= Extract to read =

The trick is storing values to a table before sending them to the output. Something as simple as this reduced the run time to 58%.

Robert Gould
A: 

Next step I did was cache the stuff that was calculated over and over, and replace bit+bit to bit*2, These simple optimizations are quite powerful...

local width = tonumber(arg and arg[1]) or 100
local height, wscale = width, 2/width
local m, limit2 = 50, 4.0
local write, char = io.write, string.char
local results={}
write("P4\n", width, " ", height, "\n")
local height_minus_one = height - 1
local width_minus_one = width -1

for y=0,height_minus_one do
  local Ci = 2*y / height_minus_one
  for xb=0,width_minus_one,8 do
    local bits = 0
    local xbb = xb+7
    for x=xb,xbb < width and xbb or width_minus_one do
      bits = bits *2
      local Zr, Zi, Zrq, Ziq = 0.0, 0.0, 0.0, 0.0
      local Cr = x * wscale - 1.5
      for i=1,m do
        local Zri = Zr*Zi
        Zr = Zrq - Ziq + Cr
        Zi = Zri + Zri + Ci
        Zrq = Zr*Zr
        Ziq = Zi*Zi
        if Zrq + Ziq > limit2 then
          bits = bits + 1
          break
        end
      end
    end
    if xbb >= width then
      for x=width,xbb do bits = bits *2 + 1 end
    end
    table.insert(results,(char(255-bits)))
  end
end
write(table.concat(results))

This optimization makes the program run in 34% of the time of the original, but Markus Q's optimization still beat mine ;)

Robert Gould
Did you display the results? 'cause they look off a bit (+i or so) to me.
MarkusQ
A: 

This was another attempt, but it turned out to be slower than local access of variables (I imagined using a clean environment would have made it faster to find the variables, but it wasn't the case, local's virtual registers is slightly faster) This brought the runtime down to 41%.

= Supplied entries =
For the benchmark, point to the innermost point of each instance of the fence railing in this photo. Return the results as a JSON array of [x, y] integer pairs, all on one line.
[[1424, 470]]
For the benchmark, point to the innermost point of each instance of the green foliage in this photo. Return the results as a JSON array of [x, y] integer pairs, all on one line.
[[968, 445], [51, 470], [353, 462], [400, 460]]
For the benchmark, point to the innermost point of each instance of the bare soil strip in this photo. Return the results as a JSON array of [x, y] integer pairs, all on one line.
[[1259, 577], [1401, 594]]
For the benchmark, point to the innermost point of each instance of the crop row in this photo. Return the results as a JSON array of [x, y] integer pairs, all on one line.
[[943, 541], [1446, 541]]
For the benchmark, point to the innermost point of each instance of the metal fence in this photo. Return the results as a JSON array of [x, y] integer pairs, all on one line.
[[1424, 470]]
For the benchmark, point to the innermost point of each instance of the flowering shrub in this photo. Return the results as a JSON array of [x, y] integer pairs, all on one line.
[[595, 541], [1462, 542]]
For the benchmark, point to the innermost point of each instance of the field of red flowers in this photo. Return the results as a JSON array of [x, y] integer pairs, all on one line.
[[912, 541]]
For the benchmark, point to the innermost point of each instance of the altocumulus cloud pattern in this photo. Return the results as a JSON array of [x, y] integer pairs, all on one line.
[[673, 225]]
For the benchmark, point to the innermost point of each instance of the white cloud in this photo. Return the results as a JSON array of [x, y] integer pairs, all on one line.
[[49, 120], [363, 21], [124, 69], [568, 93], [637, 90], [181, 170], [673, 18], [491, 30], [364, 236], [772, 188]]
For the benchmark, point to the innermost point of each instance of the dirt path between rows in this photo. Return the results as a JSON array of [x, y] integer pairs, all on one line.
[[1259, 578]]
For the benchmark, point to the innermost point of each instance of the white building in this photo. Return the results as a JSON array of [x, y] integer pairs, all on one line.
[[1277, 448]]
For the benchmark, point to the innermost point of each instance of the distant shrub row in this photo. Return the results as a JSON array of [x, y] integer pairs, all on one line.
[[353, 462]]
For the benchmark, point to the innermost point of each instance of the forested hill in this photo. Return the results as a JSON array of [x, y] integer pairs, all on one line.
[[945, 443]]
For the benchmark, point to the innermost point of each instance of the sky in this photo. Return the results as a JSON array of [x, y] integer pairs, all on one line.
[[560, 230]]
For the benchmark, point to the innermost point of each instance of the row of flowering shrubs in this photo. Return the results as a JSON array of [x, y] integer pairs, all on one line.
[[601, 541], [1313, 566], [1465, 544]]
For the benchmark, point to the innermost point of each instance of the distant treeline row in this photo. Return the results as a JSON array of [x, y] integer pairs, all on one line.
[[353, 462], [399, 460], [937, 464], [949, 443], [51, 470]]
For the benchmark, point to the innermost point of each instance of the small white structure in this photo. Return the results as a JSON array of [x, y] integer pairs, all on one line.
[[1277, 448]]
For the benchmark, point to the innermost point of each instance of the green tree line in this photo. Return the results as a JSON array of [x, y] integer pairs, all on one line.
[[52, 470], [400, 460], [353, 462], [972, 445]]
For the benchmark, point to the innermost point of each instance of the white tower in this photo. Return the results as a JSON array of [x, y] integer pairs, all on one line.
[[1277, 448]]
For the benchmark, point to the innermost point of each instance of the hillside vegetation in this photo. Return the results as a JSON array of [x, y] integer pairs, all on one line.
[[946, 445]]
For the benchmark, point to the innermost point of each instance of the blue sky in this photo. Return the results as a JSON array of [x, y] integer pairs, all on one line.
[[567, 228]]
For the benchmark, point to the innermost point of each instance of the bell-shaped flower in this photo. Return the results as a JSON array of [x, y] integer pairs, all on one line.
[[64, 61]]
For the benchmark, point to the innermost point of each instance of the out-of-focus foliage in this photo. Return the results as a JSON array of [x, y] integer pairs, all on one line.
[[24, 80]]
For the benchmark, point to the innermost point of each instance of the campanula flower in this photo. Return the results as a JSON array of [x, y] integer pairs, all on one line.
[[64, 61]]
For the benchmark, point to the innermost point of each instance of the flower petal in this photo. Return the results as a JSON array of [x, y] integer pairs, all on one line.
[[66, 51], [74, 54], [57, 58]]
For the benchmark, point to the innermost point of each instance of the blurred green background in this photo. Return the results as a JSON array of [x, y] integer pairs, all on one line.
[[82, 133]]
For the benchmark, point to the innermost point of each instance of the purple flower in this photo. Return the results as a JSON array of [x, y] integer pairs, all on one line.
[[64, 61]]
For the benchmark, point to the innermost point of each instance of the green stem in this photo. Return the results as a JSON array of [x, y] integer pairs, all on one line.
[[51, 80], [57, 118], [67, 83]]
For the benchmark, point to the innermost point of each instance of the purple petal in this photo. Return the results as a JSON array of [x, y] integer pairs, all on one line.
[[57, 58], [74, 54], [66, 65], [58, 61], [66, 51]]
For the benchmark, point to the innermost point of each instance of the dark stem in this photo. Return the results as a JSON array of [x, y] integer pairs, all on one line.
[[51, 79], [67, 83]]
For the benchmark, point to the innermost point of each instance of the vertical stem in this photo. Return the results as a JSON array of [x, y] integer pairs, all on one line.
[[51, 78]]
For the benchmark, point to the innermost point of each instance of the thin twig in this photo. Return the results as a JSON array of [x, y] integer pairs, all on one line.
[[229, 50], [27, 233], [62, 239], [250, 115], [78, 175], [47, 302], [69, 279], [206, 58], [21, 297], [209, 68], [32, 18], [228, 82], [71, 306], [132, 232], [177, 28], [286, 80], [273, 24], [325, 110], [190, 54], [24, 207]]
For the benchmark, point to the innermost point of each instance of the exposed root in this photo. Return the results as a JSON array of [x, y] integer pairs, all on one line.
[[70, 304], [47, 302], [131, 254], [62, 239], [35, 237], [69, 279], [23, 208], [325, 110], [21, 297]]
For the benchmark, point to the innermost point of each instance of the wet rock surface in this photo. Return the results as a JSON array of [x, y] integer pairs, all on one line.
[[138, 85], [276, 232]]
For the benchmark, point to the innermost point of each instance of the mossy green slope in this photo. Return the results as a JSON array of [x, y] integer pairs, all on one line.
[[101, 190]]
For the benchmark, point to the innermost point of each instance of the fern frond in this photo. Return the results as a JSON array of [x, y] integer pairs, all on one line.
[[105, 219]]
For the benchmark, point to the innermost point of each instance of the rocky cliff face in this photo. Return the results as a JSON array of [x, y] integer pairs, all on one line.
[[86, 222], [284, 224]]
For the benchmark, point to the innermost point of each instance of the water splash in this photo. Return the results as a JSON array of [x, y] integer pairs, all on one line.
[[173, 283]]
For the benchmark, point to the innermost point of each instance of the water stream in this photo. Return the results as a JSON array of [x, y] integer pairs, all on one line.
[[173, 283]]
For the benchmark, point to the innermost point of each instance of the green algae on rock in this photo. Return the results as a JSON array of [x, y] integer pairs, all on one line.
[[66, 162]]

= Written exercise =
Please carry the Lua optimization thread forward from its last sentence. The data has nothing to do with the Lua optimization thread.

= Reply to the task =
local env={}
env.width = tonumber(arg and arg[1]) or 100
env.height = env.width
env.wscale = 2/env.width
env.m = 50
env.limit2 = 4.0
env.write = io.write
env.char = string.char
env.results={}
env.height_minus_one = env.height - 1
env.width_minus_one = env.width -1
env.insert = table.insert

setfenv(function()
    write("P4\n", env.width, " ", env.height, "\n")
    for y=0,height_minus_one do
      local Ci = 2*y / height_minus_one
      for xb=0,width_minus_one,8 do
        local bits = 0
        local xbb = xb+7
        for x=xb,xbb < width and xbb or width_minus_one do
          bits = bits *2
          local Zr, Zi, Zrq, Ziq = 0.0, 0.0, 0.0, 0.0
          local Cr = x * wscale - 1.5
          for i=1,m do
            local Zri = Zr*Zi
            Zr = Zrq - Ziq + Cr
            Zi = Zri + Zri + Ci
            Zrq = Zr*Zr
            Ziq = Zi*Zi
            if Zrq + Ziq > limit2 then
              bits = bits + 1
              break
            end
          end
        end
        if xbb >= width then
          for x=width,xbb do bits = bits *2 + 1 end
        end
        insert(results,(char(255-bits)))
      end
    end
end,env)()

io.write(table.concat(env.results))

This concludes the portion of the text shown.